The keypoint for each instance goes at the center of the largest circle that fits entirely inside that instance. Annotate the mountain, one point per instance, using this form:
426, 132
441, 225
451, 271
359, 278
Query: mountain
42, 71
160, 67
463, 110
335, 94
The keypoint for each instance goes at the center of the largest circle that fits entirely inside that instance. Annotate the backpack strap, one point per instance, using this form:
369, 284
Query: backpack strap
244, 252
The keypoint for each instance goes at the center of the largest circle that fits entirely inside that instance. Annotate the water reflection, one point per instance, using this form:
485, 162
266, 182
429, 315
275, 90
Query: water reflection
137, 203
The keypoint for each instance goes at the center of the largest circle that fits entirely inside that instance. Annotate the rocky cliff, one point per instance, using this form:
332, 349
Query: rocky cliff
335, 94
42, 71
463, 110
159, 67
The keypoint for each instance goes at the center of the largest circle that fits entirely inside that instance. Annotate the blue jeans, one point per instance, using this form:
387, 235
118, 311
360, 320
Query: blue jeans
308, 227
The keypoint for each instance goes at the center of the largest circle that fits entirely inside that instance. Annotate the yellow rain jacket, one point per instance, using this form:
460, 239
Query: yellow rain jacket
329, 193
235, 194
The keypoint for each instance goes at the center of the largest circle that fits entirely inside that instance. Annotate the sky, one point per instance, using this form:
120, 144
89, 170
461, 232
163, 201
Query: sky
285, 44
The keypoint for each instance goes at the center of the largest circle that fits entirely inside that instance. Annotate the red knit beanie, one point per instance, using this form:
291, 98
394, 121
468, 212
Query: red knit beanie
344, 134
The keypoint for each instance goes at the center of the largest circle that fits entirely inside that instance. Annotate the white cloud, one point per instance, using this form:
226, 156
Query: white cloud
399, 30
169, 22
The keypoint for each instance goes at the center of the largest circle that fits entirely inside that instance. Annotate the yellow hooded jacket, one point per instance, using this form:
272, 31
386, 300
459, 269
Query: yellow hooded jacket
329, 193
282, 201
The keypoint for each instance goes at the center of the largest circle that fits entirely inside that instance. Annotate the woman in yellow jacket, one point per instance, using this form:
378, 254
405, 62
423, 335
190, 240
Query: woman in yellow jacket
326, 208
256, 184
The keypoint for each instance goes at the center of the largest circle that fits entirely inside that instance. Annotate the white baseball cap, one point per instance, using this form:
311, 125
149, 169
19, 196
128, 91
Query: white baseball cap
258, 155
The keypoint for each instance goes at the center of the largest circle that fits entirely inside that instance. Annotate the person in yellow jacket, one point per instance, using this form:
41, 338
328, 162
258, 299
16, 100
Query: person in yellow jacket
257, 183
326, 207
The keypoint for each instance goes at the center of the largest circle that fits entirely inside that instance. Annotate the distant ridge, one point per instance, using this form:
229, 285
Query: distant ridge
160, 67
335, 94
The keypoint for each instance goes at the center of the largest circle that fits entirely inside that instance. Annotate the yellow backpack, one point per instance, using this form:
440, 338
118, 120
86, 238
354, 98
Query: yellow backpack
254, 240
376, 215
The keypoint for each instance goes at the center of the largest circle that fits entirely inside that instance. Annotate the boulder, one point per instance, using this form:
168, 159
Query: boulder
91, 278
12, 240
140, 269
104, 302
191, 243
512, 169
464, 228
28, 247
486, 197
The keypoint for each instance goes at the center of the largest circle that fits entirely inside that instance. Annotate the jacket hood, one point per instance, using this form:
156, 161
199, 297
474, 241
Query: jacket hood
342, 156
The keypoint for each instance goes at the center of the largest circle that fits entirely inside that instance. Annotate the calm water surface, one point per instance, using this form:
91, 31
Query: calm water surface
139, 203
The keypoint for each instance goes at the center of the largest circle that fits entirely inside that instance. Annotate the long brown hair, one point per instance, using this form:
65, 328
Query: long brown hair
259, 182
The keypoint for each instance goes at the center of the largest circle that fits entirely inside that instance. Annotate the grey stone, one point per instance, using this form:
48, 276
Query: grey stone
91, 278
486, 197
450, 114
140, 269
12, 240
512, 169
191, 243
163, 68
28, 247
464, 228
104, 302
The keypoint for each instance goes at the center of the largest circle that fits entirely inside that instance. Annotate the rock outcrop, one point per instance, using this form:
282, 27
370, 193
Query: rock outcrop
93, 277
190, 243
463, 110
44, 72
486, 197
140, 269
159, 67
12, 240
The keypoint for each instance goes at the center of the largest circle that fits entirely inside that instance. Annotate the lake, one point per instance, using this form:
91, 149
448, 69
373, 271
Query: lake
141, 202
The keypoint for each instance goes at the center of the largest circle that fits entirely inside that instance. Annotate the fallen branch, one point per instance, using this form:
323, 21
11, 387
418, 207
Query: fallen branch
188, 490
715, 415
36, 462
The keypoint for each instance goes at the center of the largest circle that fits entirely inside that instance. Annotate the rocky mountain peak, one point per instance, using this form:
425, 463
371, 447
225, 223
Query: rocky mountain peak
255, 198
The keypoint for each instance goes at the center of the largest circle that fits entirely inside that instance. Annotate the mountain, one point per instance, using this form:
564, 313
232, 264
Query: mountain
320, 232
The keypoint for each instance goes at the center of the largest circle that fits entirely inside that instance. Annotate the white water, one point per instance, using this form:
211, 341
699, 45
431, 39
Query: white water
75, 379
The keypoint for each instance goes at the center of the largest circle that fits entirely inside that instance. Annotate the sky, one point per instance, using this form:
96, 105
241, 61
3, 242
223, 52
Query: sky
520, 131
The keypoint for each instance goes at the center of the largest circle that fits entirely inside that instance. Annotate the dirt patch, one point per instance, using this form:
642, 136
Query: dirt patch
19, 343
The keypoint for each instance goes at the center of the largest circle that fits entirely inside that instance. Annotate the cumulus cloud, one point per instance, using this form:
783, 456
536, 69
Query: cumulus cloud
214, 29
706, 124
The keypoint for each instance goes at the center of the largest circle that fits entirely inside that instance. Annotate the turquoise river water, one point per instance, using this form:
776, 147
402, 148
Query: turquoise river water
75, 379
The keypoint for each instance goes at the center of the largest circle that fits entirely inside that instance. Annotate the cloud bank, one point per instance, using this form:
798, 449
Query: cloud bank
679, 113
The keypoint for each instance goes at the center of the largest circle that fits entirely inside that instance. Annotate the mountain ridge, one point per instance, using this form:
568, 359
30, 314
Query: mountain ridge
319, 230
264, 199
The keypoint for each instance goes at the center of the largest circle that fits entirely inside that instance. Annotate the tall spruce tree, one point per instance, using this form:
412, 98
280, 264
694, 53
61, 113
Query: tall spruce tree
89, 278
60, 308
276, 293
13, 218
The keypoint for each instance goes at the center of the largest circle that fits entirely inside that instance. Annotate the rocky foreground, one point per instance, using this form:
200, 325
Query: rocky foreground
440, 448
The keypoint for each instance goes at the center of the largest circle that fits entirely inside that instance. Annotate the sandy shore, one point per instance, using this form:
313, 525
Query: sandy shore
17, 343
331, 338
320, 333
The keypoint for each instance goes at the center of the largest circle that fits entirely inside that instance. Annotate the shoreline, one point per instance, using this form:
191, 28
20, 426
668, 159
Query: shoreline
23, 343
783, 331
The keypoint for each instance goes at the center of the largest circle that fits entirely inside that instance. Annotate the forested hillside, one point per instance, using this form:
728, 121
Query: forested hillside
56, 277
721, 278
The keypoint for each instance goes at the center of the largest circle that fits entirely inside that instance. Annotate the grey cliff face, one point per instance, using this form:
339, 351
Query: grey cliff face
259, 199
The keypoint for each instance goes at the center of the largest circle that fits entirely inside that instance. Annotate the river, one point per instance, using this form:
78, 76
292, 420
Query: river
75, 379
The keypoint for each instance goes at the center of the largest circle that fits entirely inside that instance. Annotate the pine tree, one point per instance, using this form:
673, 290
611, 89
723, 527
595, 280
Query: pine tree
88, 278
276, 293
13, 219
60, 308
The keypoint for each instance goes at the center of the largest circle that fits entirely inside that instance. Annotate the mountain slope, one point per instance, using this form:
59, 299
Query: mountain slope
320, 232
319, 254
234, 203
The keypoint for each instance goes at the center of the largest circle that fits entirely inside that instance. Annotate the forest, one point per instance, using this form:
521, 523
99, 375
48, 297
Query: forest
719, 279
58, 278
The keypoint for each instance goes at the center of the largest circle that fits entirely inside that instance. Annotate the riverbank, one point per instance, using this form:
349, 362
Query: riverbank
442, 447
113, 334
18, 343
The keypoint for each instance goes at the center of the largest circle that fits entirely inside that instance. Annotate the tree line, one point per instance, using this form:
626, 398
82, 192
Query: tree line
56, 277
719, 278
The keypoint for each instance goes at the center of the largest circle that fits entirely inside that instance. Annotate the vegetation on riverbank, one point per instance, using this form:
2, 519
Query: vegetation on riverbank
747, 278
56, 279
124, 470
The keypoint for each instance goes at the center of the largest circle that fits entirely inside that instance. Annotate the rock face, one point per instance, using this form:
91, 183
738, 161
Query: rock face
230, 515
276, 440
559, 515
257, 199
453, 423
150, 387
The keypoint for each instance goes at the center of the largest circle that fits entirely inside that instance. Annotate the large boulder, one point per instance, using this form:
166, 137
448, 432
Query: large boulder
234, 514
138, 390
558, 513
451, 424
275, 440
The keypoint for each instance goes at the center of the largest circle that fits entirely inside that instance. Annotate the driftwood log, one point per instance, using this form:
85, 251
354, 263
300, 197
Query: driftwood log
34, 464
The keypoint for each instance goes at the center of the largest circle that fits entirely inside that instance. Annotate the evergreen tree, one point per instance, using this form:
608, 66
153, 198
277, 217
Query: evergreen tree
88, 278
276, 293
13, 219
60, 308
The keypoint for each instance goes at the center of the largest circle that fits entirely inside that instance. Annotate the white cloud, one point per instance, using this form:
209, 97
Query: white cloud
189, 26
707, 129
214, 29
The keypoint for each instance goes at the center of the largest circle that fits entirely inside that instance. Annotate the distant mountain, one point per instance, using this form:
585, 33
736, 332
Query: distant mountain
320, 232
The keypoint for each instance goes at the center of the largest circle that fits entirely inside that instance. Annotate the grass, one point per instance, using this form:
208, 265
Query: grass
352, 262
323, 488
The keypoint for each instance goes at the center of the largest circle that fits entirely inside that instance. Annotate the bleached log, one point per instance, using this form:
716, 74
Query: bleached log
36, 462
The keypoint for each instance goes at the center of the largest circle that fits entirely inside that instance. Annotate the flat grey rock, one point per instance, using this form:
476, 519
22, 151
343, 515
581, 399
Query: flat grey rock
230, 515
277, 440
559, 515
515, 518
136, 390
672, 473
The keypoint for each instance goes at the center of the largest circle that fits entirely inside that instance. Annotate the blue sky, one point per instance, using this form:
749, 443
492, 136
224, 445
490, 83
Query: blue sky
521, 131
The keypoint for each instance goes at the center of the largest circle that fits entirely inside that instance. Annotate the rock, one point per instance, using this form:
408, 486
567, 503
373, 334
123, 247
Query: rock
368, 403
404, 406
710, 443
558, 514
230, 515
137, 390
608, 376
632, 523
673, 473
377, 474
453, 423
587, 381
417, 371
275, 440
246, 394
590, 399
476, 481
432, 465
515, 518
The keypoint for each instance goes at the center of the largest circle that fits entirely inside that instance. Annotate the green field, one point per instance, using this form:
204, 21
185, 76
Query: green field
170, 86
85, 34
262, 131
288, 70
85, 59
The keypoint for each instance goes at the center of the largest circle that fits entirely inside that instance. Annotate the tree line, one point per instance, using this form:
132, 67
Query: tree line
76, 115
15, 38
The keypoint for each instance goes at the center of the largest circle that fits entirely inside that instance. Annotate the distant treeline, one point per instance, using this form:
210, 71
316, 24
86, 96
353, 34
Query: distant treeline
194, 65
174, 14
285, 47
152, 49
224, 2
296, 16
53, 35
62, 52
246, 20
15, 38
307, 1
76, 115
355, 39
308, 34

• _WHAT YOU ARE ASKED TO DO_:
Give back, word for word, only the lines from the one containing "Query: green field" through the closing line of the entries.

• _SOLUTION TO THIS TASK_:
Query: green field
170, 86
85, 34
262, 131
288, 70
85, 59
The keypoint for each instance goes at the center of the largest circle that fits entirely inside that instance. Annotate the tree line, one point per instance, using this form:
132, 67
Query: tree line
76, 115
15, 38
The keypoint for each instance goes at the center of the largest circle that fits entirely inside that instance. Annotate the distant treeline, one point per instance, using this form:
210, 71
316, 24
86, 96
353, 34
Query: distant treeline
194, 65
174, 14
285, 47
152, 49
224, 2
296, 16
53, 35
62, 52
246, 20
15, 38
307, 1
76, 115
355, 39
308, 34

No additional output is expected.